No, Java consists of so much stuff, it's simply not possible to cover all of them in a single book. What areas are you interested in? Web app? Distributed app?
Anyway, Below is a list of popular and free Java stuff you may want to have a look
- Build Tool - Ant (http://ant.apache.org/)
- Unit Test - JUnit (http://www.junit.org/)
- Application Framework - Spring (http://www.springframework.org/)
- Security Control - Acegi (http://acegisecurity.sourceforge.net/)
- UI Framework - JSF (MyFaces) (http://myfaces.apache.org/)
- J2EE/Web Server - JBoss/Tomcat (http://www.jboss.org/)
- OR Mapping - Hibernate (http://www.hibernate.org/
>> i've been playing with it for years (java coding in both windows and linux) and buying various books that look interesting and every time i play with it for a few hours i keep feeling like i'm fighting the system rather than actually getting work done.
The Java community is extremely strong. If you ask the question precisely, most of the time you will get the answer.
>> with .NET i've never actually bought a book and i can build large complex projects fairly intuitively (google for help from time to time).
If you can build the applications "fairly intuitively", I can't see how "large complex" these applications are. -
Re:Java is your friendNow I'm really sad... EJB's? They're awful, for so many reasons.

Data records »
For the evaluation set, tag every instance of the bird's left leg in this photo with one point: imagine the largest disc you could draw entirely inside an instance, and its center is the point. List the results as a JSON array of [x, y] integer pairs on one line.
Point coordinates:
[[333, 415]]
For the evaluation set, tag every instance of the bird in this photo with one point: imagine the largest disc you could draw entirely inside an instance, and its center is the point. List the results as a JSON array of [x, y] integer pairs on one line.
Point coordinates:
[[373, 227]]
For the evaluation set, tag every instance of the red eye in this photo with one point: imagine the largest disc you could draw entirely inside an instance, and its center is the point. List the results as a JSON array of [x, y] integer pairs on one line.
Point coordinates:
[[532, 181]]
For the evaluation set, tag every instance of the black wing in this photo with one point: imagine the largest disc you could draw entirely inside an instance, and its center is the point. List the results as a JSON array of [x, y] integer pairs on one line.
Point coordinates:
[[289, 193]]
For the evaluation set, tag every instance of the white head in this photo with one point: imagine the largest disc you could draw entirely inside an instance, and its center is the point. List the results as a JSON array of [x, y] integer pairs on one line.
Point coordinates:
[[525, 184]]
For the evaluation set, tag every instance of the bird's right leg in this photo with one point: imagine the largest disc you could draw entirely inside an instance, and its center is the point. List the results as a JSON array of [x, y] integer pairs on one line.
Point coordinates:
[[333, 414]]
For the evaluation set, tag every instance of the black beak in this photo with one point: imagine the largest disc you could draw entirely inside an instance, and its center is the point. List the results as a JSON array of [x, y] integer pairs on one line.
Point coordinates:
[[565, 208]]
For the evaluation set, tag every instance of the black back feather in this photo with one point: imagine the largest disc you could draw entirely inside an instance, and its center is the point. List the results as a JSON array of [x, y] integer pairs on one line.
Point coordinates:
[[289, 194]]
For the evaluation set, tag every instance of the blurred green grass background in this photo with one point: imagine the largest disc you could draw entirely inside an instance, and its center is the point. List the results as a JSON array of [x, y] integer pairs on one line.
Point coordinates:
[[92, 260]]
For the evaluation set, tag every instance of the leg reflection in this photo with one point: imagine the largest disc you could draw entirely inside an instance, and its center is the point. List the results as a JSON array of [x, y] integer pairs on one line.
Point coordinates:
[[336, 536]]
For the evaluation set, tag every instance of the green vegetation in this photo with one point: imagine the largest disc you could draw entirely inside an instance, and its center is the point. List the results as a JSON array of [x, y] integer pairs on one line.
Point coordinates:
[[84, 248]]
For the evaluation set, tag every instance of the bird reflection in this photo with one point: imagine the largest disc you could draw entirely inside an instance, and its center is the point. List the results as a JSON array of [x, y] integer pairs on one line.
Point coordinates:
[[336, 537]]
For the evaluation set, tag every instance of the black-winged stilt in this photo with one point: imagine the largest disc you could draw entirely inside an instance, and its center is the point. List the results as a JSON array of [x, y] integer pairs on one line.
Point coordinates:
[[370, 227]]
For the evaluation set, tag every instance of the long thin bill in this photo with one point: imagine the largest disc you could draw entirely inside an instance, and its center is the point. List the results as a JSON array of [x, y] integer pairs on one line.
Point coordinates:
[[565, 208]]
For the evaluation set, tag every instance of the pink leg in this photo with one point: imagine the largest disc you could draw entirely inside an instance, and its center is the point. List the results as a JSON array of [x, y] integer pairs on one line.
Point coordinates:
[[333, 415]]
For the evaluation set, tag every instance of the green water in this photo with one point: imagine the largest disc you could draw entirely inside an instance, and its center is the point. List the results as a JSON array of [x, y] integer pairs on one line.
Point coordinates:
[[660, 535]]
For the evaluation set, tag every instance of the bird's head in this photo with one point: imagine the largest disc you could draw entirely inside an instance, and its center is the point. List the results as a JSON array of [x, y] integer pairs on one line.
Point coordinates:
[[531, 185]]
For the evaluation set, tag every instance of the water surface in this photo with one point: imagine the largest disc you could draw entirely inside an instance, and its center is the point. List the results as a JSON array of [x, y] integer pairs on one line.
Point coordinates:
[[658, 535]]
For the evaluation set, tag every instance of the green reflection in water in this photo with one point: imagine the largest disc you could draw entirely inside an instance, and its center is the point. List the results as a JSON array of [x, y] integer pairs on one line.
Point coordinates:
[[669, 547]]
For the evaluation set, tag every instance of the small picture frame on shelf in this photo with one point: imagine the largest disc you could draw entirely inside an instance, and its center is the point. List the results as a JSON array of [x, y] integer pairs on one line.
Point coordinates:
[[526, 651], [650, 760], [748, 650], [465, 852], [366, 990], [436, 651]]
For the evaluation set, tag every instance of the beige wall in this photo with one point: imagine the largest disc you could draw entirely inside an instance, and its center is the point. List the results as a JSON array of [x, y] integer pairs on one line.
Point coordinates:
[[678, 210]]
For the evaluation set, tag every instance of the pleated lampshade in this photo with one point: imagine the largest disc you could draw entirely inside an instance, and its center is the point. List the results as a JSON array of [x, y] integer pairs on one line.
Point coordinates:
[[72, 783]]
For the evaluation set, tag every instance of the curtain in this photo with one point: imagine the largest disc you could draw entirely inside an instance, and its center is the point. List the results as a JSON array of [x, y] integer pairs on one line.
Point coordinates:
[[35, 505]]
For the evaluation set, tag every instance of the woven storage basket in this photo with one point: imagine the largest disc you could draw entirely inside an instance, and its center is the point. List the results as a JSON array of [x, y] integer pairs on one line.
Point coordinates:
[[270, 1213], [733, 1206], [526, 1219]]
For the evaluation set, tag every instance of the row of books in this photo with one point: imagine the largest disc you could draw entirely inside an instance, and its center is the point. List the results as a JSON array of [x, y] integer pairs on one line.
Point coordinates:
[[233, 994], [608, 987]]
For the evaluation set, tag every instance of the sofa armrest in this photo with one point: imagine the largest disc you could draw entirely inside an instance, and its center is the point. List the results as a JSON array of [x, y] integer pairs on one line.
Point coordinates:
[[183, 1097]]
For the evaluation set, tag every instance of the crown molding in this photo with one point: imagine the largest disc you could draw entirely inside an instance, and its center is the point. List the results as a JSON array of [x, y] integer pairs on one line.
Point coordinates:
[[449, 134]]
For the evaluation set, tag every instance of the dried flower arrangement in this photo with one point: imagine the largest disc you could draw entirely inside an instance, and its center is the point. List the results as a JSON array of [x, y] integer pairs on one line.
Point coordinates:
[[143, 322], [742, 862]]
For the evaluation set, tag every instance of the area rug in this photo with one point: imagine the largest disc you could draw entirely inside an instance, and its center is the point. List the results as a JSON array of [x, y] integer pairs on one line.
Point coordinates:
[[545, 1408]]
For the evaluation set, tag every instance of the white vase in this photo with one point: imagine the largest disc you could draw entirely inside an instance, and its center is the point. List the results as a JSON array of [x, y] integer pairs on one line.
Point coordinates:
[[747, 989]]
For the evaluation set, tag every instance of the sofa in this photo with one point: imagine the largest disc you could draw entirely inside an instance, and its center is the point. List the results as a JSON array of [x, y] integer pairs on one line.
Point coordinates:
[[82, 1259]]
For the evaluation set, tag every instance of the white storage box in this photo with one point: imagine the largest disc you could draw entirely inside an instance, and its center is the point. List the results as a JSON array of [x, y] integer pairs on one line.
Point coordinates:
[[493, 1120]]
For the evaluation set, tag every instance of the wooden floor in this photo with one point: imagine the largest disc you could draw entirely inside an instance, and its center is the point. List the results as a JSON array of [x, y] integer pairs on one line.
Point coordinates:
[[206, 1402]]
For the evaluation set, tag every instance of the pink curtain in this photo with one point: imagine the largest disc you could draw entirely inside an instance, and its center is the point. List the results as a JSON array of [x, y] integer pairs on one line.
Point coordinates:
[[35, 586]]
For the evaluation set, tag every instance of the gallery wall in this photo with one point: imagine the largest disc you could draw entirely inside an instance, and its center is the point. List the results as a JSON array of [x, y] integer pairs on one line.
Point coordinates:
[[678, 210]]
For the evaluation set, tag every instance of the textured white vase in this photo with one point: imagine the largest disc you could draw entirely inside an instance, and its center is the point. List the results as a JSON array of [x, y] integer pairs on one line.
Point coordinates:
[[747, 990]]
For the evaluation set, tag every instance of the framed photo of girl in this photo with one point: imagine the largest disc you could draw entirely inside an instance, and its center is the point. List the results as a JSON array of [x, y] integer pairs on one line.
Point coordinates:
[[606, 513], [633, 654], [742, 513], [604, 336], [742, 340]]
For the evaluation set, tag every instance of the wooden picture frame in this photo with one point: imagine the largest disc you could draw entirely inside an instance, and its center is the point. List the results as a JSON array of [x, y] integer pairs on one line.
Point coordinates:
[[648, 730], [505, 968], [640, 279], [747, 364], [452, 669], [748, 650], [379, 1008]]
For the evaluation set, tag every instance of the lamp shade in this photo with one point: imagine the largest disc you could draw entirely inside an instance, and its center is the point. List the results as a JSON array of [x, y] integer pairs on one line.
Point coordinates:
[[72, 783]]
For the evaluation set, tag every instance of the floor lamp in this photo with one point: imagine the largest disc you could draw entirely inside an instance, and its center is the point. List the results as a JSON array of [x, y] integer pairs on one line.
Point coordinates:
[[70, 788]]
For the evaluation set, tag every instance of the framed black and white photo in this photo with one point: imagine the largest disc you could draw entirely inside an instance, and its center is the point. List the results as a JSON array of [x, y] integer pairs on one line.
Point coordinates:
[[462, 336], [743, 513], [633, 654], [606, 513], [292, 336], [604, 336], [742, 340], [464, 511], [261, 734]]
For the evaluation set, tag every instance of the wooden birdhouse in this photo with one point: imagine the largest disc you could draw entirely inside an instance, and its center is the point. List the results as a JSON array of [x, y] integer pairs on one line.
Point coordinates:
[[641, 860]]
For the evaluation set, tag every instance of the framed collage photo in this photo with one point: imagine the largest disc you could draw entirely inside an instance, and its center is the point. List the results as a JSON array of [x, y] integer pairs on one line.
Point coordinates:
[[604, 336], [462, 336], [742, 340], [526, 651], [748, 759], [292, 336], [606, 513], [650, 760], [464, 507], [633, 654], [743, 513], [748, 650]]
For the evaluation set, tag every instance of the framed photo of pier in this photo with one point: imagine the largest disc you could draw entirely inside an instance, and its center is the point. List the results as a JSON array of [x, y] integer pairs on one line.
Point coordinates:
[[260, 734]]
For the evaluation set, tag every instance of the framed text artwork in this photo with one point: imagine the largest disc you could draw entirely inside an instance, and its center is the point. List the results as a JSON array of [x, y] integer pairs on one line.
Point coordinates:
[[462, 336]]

Work instructions »
Which tool does the Java forum post list for unit testing? Rely only on the Java forum post when answering.

Output of the exercise »
JUnit.